§ Stated goal: Render every line of the items below as a Markdown table with the columns "Row" and "Line", numbering the rows and omitting blank lines. Leave the pictures out of the table.

§ Exercise input:
━━━━━━━━━━━━━━━━

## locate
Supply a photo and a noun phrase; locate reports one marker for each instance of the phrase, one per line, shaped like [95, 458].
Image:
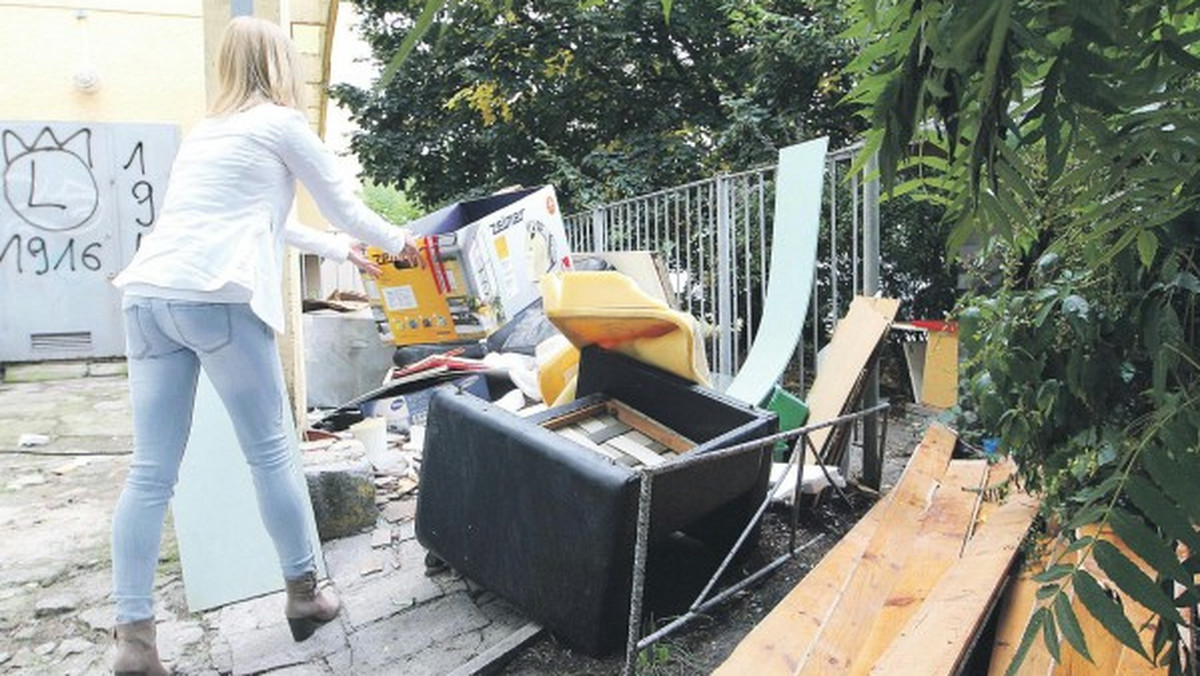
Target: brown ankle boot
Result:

━━━━━━━━━━━━━━━━

§ Full answer:
| Row | Line |
|---|---|
| 1 | ## locate |
| 2 | Supply a photo and a noun phrase; locate reports one marker for each instance of the phrase, one per line, shaped like [95, 458]. |
| 3 | Image: |
| 4 | Target: brown ankle boot |
| 5 | Result: |